■ **To do**: Retype the material in full, keeping every word the same.

<<<<

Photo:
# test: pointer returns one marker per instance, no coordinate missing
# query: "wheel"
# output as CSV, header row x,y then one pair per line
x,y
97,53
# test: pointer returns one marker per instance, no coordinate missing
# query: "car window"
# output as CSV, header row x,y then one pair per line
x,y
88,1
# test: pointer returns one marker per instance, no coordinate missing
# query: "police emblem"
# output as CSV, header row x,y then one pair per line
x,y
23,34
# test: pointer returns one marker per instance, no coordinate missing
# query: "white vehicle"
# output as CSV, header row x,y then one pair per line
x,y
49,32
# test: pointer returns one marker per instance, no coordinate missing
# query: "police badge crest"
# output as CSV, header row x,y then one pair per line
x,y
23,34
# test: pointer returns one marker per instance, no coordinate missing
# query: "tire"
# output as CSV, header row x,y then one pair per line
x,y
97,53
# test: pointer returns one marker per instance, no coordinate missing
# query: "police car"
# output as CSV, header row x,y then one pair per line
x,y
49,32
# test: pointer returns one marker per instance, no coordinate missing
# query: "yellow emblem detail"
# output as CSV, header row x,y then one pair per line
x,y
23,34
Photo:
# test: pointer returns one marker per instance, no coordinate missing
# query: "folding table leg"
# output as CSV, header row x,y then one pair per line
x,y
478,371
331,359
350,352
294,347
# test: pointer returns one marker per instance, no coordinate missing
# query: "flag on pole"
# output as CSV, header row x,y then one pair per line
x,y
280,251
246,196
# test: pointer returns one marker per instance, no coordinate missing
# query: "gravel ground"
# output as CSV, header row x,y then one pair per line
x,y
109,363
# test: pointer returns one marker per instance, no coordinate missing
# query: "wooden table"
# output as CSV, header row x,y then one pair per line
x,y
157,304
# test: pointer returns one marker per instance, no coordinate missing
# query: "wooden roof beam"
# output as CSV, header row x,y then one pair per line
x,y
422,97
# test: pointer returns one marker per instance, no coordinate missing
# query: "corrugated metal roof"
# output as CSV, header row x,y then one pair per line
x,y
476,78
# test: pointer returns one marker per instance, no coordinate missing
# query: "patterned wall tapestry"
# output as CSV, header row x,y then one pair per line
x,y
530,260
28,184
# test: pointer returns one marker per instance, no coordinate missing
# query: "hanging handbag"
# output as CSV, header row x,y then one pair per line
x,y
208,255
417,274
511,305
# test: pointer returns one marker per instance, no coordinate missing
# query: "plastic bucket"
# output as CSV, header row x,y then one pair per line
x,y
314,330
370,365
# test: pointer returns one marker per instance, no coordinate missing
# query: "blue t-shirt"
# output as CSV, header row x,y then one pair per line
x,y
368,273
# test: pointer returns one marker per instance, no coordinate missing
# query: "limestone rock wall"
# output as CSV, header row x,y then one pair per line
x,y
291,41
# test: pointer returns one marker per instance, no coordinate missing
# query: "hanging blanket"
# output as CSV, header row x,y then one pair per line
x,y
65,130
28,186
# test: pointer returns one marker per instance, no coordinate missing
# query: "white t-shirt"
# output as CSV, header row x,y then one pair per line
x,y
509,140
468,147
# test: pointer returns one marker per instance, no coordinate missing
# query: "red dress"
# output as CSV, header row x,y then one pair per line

>>>>

■ **Answer in full**:
Photo:
# test: pointer returns one marker per instance, no coordinate missing
# query: "wheel"
# output as CSV, header row x,y then one pair per line
x,y
97,53
# test: pointer returns one marker per instance, no coordinate missing
# query: "car window"
# output as CSV, header row x,y then one pair per line
x,y
88,1
# test: pointer returns one marker per instance, no coordinate missing
# query: "police emblem"
# output as CSV, header row x,y then one pair per line
x,y
23,34
# test: pointer returns one marker per instance, no coordinate missing
# query: "white vehicle"
# output as CSV, header row x,y then one pair per line
x,y
49,32
# test: pointer returns one marker per instance, no coordinate missing
# query: "police badge crest"
# output as CSV, header row x,y then one pair per line
x,y
23,34
# test: pointer returns one marker per instance, no coordinate missing
# query: "tire"
# output as CSV, header row x,y then one pair per line
x,y
97,53
# test: pointer returns one marker per instance, no coordinate missing
# query: "police car"
# output as CSV, header row x,y then one pair per line
x,y
49,32
# test: pointer returns one marker per instance, no coordinate missing
# query: "yellow emblem detail"
# output as CSV, header row x,y then one pair per line
x,y
23,34
Photo:
# test: pointer returns one marker per instance, no coordinate missing
# query: "folding table leg"
# output as CSV, header row x,y then one pair per line
x,y
478,371
331,359
350,352
294,347
# test: pointer returns one marker per instance, no coordinate missing
# query: "flag on pole"
# output as CSV, header row x,y then one pair per line
x,y
280,251
246,196
# test: pointer returns one marker per instance, no coordinate missing
# query: "gravel ground"
# output as CSV, header row x,y then one pair per line
x,y
109,363
# test: pointer returns one marker per instance, no coordinate missing
# query: "wooden table"
# output as CSV, header row x,y then one pair per line
x,y
157,304
# test: pointer returns one marker per instance, no coordinate missing
# query: "wooden roof beam"
# output as CSV, header row x,y then one pair per line
x,y
422,97
# test: pointer returns one marker per instance, no coordinate missing
# query: "corrugated metal roof"
# output as CSV, header row x,y then one pair per line
x,y
476,78
# test: pointer returns one marker per instance, no coordinate missing
# query: "patterned wall tapestry"
# output as CSV, header row x,y then one pair per line
x,y
530,260
28,184
# test: pointer returns one marker per instance, no coordinate missing
# query: "hanging handbag"
# output as CSV, header row x,y then one pair per line
x,y
208,255
417,274
511,305
# test: pointer returns one marker per instance, no coordinate missing
# query: "plastic bucket"
# output as CSV, header row x,y then one pair per line
x,y
314,330
370,365
# test: pointer returns one marker per instance, no coordinate missing
# query: "blue t-shirt"
# output as CSV, header row x,y then one pair per line
x,y
368,273
# test: pointer returns one marker per instance, no coordinate missing
# query: "limestone rock wall"
# output as CSV, header row x,y then one pair per line
x,y
291,41
# test: pointer returns one marker per instance, no coordinate missing
# query: "hanging blanket"
# output as CSV, header row x,y then one pair per line
x,y
65,130
28,186
# test: pointer returns one marker per instance, no coordinate missing
# query: "white t-shirt"
# output as CSV, header row x,y then one pair per line
x,y
509,140
468,147
# test: pointer returns one marker per instance, no coordinate missing
# query: "red dress"
# output as CSV, header row x,y then one pair per line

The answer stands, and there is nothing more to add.